What needs to be done
Word for word, please copy the listing below, with its pictures left out.

Entries supplied
....................

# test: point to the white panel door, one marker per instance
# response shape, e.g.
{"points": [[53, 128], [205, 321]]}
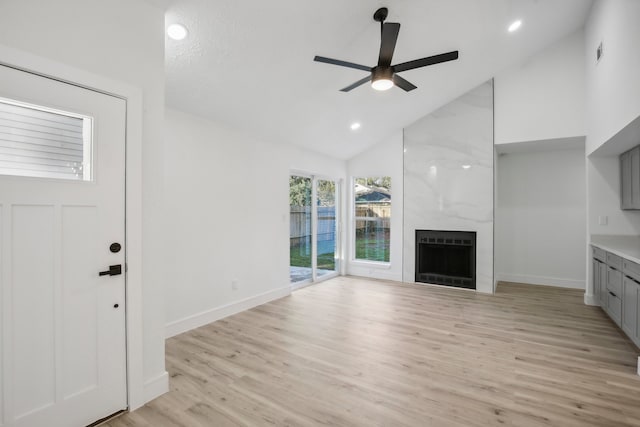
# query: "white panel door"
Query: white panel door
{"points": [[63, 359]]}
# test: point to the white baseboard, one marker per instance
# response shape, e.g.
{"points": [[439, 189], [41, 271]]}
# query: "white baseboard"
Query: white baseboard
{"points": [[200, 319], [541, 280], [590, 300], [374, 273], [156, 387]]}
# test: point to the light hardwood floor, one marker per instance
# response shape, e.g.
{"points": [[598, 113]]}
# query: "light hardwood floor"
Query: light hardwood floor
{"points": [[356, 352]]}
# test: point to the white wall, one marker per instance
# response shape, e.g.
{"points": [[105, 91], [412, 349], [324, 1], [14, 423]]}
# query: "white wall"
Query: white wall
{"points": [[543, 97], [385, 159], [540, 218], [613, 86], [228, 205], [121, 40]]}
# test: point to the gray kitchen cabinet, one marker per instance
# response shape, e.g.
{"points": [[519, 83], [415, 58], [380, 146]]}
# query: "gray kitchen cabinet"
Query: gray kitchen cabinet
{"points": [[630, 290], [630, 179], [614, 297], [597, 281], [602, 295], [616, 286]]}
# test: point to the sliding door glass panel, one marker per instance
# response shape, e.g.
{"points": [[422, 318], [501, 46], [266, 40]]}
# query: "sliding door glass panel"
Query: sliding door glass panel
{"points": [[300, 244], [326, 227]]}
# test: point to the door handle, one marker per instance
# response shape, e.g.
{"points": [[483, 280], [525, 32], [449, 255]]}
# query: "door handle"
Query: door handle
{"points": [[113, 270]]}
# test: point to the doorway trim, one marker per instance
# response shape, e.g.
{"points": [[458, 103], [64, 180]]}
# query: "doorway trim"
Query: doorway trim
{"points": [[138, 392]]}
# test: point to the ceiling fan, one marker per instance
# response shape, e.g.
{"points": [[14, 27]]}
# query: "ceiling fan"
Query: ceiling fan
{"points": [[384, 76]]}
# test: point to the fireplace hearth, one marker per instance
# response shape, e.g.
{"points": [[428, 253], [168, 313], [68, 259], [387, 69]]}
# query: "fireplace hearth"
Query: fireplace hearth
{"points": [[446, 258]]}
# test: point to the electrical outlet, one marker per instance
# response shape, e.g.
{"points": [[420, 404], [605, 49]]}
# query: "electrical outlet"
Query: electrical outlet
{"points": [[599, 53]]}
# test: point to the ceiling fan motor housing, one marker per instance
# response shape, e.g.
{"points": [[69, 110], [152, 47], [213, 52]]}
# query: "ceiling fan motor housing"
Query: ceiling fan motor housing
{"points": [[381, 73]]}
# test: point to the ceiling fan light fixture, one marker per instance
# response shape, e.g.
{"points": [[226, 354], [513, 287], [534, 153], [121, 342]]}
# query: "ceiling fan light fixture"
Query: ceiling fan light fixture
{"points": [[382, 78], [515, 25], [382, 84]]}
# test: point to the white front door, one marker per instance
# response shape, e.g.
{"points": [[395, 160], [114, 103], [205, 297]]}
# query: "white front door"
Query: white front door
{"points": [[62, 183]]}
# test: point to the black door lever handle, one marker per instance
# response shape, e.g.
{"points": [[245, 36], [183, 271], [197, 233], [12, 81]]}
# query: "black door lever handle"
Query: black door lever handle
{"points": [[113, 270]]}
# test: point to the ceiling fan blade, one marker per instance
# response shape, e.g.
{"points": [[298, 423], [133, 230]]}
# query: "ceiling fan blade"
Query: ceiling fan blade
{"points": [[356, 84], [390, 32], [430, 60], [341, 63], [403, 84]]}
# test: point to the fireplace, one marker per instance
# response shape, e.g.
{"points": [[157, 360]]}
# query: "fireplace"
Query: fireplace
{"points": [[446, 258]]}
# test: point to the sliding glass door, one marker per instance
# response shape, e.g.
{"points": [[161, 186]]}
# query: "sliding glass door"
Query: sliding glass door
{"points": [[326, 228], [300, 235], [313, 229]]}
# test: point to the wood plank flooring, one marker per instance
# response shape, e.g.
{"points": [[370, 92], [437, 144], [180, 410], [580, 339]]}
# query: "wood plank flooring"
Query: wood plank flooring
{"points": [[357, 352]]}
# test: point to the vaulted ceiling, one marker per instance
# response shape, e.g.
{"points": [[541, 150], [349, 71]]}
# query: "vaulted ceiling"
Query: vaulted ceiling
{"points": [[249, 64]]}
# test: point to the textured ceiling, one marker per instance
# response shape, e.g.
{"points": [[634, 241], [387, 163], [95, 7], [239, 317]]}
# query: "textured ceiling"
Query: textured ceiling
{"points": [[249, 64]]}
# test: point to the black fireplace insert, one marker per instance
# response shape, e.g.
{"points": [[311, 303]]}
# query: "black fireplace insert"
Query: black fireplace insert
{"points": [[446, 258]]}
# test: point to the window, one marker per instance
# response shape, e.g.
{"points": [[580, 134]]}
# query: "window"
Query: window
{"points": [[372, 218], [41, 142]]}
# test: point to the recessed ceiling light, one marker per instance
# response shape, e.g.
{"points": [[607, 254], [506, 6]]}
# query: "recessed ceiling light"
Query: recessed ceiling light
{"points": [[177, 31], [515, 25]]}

....................

Task answer
# test: point to the white panel door, one marker per instance
# response shape, e.g.
{"points": [[53, 128], [205, 321]]}
# query: "white panel door"
Query: white panel door
{"points": [[63, 359]]}
# test: point to the white baseboard, one marker per instance
# response shape, e.g.
{"points": [[439, 189], [41, 271]]}
# query: "white baseboard"
Query: white baseboard
{"points": [[200, 319], [541, 280], [590, 300], [374, 273], [156, 387]]}
# test: point to the light hardwood floor, one marker per instance
# response shape, e.g.
{"points": [[598, 113]]}
# query: "light hardwood floor"
Query: light hardwood floor
{"points": [[356, 352]]}
# test: point to the white wall, one marker per instance
# response shape, e.g.
{"points": [[105, 91], [412, 349], [324, 1], [14, 423]]}
# query: "white wall"
Query: white wall
{"points": [[543, 97], [385, 159], [540, 218], [613, 86], [228, 205], [121, 40]]}
# test: point to the gray kitchen cabinet, one marker per instance
# response shape, e.g.
{"points": [[519, 83], [415, 58], [380, 146]]}
# query: "gray kitchen cabinet"
Query: gray kitchen cabinet
{"points": [[630, 290], [630, 179], [614, 297], [597, 281], [602, 295], [616, 286]]}
# test: point to the sliding door glass panel, one marker per instance
# response shape, e.g.
{"points": [[422, 318], [501, 46], [266, 40]]}
# query: "sliding door glass panel"
Query: sliding door glass panel
{"points": [[300, 244], [326, 227]]}
# test: point to the door handle, one marker per instance
# response shape, e.g.
{"points": [[483, 280], [525, 32], [449, 255]]}
# query: "door handle"
Query: door handle
{"points": [[113, 270]]}
# test: point to the doorway trim, one marker per instance
# response shape, e.g.
{"points": [[458, 103], [64, 180]]}
# query: "doorway trim"
Query: doorway trim
{"points": [[138, 392]]}
# test: point to the ceiling fan, one marker per instance
# response shape, e.g.
{"points": [[14, 27]]}
# query: "ceiling fan"
Query: ceiling fan
{"points": [[384, 76]]}
# test: point to the fireplace hearth, one marker per instance
# response shape, e.g.
{"points": [[428, 253], [168, 313], [68, 259], [387, 69]]}
# query: "fireplace hearth"
Query: fireplace hearth
{"points": [[446, 258]]}
# test: point to the electrical outlet, one marker per instance
# response shape, e.g.
{"points": [[420, 404], [605, 49]]}
# query: "electrical outlet"
Query: electrical outlet
{"points": [[599, 53]]}
# test: point to the ceiling fan motor housing, one marker per instance
# response shape, e.g.
{"points": [[69, 110], [152, 47], [213, 52]]}
# query: "ceiling fan motor housing"
Query: ceiling fan motor housing
{"points": [[381, 73]]}
# test: point to the ceiling fan light fixture, one marker per instance
# response shape, e.g.
{"points": [[226, 354], [513, 287], [534, 153], [121, 342]]}
# query: "ceiling fan light fixture"
Query: ceiling fan light fixture
{"points": [[382, 78], [515, 25], [382, 84]]}
# test: point to the white front door, one marker per instance
# response shape, e.g.
{"points": [[395, 160], [114, 103], [205, 297]]}
# query: "white front door"
Query: white front door
{"points": [[62, 183]]}
# test: point to the black door lever handle, one marker per instance
# response shape, e.g.
{"points": [[245, 36], [183, 271], [197, 233], [12, 81]]}
# query: "black door lever handle"
Query: black door lever handle
{"points": [[113, 270]]}
# test: point to the ceiling fan blade, one marker per instance
# response shape, e.g.
{"points": [[298, 423], [133, 230]]}
# query: "ceiling fan blade"
Query: ceiling fan blade
{"points": [[356, 84], [390, 32], [430, 60], [341, 63], [403, 84]]}
# test: point to the fireplace, one marker per instance
# response shape, e.g.
{"points": [[157, 360]]}
# query: "fireplace"
Query: fireplace
{"points": [[446, 258]]}
# test: point to the sliding glass door, one marker per instance
# response shape, e.g.
{"points": [[161, 186]]}
# query: "sliding glass door"
Query: sliding glass door
{"points": [[326, 228], [300, 235], [313, 229]]}
# test: point to the wood plank flooring, one marker per instance
# response shape, e.g.
{"points": [[370, 92], [437, 144], [180, 410], [580, 339]]}
# query: "wood plank flooring"
Query: wood plank flooring
{"points": [[357, 352]]}
# test: point to the vaulted ceiling, one marker per instance
# response shape, e.g.
{"points": [[541, 150], [349, 71]]}
# query: "vaulted ceiling"
Query: vaulted ceiling
{"points": [[249, 64]]}
# test: point to the textured ceiling, one marker per instance
# response shape, e.g.
{"points": [[634, 241], [387, 163], [95, 7], [239, 317]]}
# query: "textured ceiling"
Query: textured ceiling
{"points": [[249, 64]]}
# test: point to the black fireplace insert, one marker per instance
# response shape, e.g.
{"points": [[311, 303]]}
# query: "black fireplace insert"
Query: black fireplace insert
{"points": [[446, 258]]}
# test: point to the window, one marker per instance
# response shape, e.g.
{"points": [[580, 134]]}
# query: "window"
Query: window
{"points": [[372, 218], [41, 142]]}
# test: point to the recessed ceiling light, one marker per instance
# response shape, e.g.
{"points": [[607, 254], [506, 6]]}
# query: "recessed ceiling light"
Query: recessed ceiling light
{"points": [[177, 31], [515, 25]]}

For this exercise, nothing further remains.